TASK 1: According to the Habi funding article, which fund led the Series B round?

Habi, a real estate startup digitizing home buying and selling for Colombia’s middle class, announced Wednesday that it has raised $100 million of equity in a Series B funding, marking the second largest round raised by a female CEO across Latin America.
In Colombia, a country where no online listing services exist and the most common way of selling your home is by hanging a phone number and a for sale sign in your window, real estate transactions are incredibly opaque. The Bogotá-based iBuyer startup aims to change that.
Habi buys, renovates and sells homes, generating revenue off the margin. Its centralized database—built using data from real estate, banking and government partners—drives its automated pricing model, offering transaction services to home buyers and sellers.
The startup also allows homeowners to estimate the value of their homes. Some 100,000 Colombians have received pricing from Habi between home offers and the company’s free online valuation, says cofounder and CEO Brynne McNulty Rojas. Between May 2020 and May of this year, transaction volume grew 40% month-over-month on average.
Wednesday’s funding round—led by the SoftBank Latin America Fund alongside previous investors including Inspired Capital, Tiger Global, Homebrew and 8VC—also represents the second largest Series B raised by a startup in Colombia, following delivery app Rappi’s $185 million raise in 2018, according to Pitchbook. Habi declined to disclose its valuation.

TASK 2: Count the lines in the entries below that contain the string "trace", with case counting, and give only the number.

[Collection entries]

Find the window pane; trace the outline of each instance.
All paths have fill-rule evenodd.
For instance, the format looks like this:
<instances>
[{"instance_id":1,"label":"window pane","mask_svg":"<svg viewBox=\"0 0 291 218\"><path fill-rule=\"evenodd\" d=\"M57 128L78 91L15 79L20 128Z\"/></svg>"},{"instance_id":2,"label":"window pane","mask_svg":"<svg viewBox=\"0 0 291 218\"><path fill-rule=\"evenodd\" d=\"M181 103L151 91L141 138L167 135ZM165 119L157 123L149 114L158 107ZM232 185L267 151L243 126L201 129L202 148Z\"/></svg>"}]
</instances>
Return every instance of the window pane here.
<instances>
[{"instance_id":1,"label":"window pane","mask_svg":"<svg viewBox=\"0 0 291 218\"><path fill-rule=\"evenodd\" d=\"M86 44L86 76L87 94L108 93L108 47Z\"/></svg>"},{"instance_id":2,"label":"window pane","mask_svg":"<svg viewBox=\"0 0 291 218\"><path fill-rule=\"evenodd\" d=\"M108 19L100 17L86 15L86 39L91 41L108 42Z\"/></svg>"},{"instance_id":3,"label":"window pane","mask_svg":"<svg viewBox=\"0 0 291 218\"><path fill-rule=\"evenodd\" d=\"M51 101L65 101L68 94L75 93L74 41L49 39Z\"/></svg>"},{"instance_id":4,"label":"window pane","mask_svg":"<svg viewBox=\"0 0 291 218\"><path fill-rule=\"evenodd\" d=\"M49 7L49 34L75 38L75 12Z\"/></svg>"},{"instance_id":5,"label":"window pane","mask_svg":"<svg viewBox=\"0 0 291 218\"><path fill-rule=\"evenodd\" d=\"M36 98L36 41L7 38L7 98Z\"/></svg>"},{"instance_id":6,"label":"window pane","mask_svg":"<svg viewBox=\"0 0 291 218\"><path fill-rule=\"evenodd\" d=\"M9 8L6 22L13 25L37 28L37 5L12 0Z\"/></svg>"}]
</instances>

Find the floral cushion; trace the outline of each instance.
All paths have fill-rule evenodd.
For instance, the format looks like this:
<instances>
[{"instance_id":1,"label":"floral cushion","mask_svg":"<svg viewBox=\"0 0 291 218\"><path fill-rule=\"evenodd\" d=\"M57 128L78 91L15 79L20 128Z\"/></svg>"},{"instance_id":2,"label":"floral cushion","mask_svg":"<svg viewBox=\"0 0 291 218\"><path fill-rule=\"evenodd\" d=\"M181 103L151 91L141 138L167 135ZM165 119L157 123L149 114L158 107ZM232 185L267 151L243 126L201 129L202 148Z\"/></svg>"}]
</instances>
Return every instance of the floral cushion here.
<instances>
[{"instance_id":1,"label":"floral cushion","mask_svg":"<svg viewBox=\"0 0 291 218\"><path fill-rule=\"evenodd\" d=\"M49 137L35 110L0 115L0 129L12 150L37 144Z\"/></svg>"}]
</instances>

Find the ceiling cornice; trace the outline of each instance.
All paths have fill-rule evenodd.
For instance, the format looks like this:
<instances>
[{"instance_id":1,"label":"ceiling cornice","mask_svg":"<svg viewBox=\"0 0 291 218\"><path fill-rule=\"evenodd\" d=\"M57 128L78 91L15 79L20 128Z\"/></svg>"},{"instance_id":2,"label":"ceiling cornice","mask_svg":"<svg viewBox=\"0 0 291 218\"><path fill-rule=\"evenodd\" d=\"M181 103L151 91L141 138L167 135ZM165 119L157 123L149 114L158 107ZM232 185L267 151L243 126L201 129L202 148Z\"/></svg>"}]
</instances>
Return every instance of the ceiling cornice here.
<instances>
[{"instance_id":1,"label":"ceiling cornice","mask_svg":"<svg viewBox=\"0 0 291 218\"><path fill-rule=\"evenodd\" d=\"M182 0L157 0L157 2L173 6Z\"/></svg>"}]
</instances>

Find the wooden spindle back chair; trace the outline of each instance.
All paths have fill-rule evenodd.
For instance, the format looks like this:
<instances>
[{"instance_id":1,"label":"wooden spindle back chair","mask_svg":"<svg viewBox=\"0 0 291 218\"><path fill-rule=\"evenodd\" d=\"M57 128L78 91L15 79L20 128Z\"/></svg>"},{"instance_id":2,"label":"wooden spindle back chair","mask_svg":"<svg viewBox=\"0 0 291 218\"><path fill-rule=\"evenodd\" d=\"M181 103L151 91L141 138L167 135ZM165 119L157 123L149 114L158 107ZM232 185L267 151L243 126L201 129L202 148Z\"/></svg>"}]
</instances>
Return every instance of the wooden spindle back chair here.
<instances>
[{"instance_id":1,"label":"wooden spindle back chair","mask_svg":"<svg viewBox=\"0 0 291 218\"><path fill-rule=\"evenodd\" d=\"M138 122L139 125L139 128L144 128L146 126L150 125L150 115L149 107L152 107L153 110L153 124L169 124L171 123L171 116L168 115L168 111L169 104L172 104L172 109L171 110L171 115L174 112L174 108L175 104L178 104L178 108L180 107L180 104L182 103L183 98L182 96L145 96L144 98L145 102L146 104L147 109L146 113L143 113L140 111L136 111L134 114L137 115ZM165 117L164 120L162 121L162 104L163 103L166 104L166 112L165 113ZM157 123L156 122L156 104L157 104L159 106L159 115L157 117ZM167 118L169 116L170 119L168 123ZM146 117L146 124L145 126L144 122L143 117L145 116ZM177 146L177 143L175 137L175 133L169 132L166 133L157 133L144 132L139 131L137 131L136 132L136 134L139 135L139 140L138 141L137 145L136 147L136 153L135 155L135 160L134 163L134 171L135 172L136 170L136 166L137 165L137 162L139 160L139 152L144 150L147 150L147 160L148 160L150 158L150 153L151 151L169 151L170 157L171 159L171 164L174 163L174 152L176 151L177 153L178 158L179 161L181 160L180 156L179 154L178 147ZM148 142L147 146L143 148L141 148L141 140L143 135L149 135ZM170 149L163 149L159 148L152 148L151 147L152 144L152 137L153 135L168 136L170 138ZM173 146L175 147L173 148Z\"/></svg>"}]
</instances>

EXERCISE ANSWER 1: The SoftBank Latin America Fund.

EXERCISE ANSWER 2: 4